[Photo object pointing records]
☆ ☆ ☆ ☆ ☆ ☆ ☆

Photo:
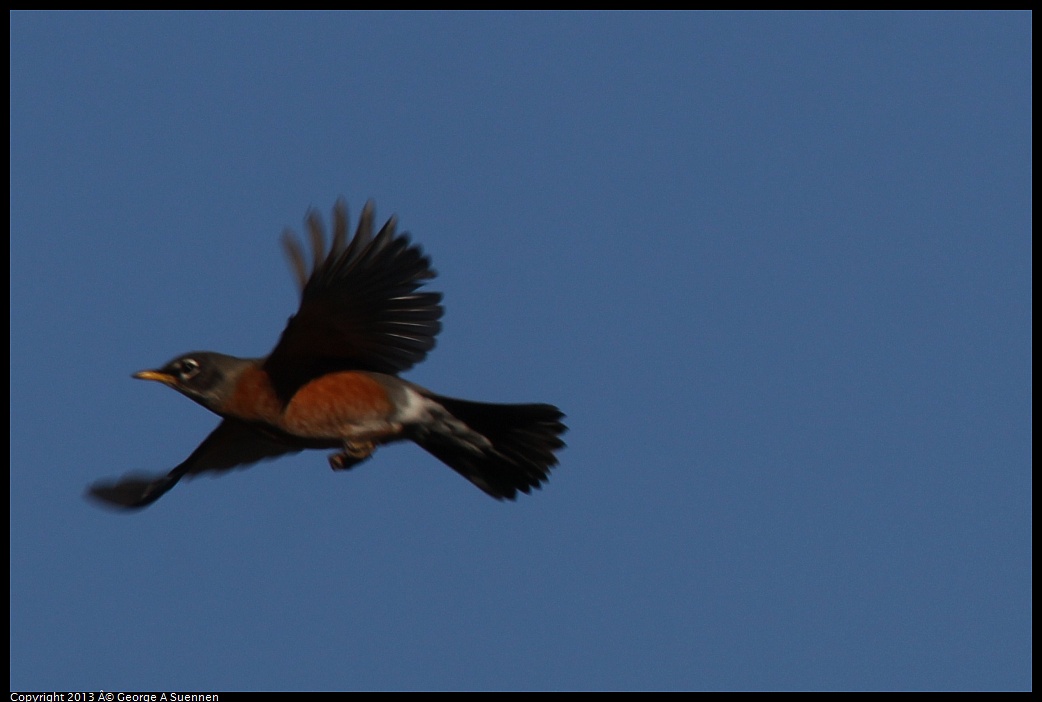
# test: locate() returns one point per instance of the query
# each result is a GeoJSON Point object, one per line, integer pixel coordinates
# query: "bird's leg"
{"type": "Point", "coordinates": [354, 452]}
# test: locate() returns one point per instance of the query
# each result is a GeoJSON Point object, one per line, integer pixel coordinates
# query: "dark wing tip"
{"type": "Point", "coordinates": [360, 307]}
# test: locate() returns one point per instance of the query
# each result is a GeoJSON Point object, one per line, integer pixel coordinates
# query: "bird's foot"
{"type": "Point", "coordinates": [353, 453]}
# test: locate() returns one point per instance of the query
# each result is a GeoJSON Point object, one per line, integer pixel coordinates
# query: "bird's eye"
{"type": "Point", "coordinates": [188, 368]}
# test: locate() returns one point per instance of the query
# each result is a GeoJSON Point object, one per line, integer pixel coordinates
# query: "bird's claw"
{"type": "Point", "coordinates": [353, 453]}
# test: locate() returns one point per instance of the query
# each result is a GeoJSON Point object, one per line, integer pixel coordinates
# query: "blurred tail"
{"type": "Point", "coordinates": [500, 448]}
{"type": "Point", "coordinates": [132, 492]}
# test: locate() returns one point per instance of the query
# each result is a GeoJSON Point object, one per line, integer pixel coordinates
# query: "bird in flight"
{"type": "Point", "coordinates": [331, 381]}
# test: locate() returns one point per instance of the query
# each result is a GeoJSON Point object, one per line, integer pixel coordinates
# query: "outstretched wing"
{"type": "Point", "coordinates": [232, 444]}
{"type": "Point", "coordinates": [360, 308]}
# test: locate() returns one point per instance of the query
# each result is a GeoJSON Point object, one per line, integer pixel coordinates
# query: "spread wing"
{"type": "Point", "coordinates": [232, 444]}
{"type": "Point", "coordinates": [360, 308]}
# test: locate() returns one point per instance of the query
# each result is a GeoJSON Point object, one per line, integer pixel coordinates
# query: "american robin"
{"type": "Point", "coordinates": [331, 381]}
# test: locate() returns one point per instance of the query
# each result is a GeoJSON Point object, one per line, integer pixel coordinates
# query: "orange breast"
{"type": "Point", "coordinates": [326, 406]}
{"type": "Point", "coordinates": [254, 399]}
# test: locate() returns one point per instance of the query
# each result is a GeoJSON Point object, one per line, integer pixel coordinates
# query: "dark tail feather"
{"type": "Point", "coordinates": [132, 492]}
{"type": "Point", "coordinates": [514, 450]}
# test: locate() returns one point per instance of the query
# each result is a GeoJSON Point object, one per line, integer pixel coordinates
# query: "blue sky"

☆ ☆ ☆ ☆ ☆ ☆ ☆

> **Task requirements**:
Repeat the records above verbatim, with no pictures in the result.

> **Answer to the task**:
Photo:
# test: locate() returns one point per instance of the query
# each result is a GeoJSON Point object, one per line, integer pixel coordinates
# query: "bird's leg"
{"type": "Point", "coordinates": [354, 452]}
# test: locate() returns one point per instance of the query
# each result is a GeoJSON Point object, one per line, integer pixel coordinates
# query: "dark wing tip"
{"type": "Point", "coordinates": [360, 307]}
# test: locate() returns one point per instance of the query
# each result is a GeoJSON Point object, one per line, integer pixel coordinates
# query: "bird's foot"
{"type": "Point", "coordinates": [353, 453]}
# test: locate() returns one point per instance of the query
# each result is a GeoJSON Point object, one per line, integer pixel coordinates
# query: "bird's eye"
{"type": "Point", "coordinates": [188, 368]}
# test: locate() returns one point per instance of the query
# each result is a GeoJSON Point object, one per line, integer pixel coordinates
# query: "bird's claw"
{"type": "Point", "coordinates": [353, 453]}
# test: locate() returns one point per instance of the query
# each result is a GeoJSON Point object, one per line, integer pixel coordinates
# query: "blurred tail"
{"type": "Point", "coordinates": [500, 448]}
{"type": "Point", "coordinates": [132, 492]}
# test: locate() returns one point per instance of the query
# each result is a GeoJSON Point object, one per line, integer pixel coordinates
# query: "bird in flight"
{"type": "Point", "coordinates": [331, 381]}
# test: locate() returns one point per instance of the query
# each result is a GeoJSON Point object, one per line, integer pixel coordinates
# query: "outstretched wing"
{"type": "Point", "coordinates": [232, 444]}
{"type": "Point", "coordinates": [360, 308]}
# test: locate() returns one point per instance of the query
# each result is a GeoJSON Point object, one per line, integer pixel coordinates
# query: "spread wing"
{"type": "Point", "coordinates": [232, 444]}
{"type": "Point", "coordinates": [360, 308]}
# test: locate() returns one point per instance of the query
# each result is a GeoJSON Point object, one per line, integer pixel coordinates
# query: "american robin"
{"type": "Point", "coordinates": [331, 381]}
# test: locate() returns one point per instance of the query
# each result is a GeoJSON Point object, one per line, integer pixel coordinates
# query: "orange breast"
{"type": "Point", "coordinates": [326, 406]}
{"type": "Point", "coordinates": [254, 399]}
# test: locate() returns one point per instance of the query
# each result is a GeoJSON Point object, one per line, integer pixel coordinates
# query: "dark tail feather"
{"type": "Point", "coordinates": [132, 492]}
{"type": "Point", "coordinates": [514, 450]}
# test: locate() returns one point per instance of the query
# each result is a GeoJSON Point object, one per line, integer pixel coordinates
# query: "blue sky"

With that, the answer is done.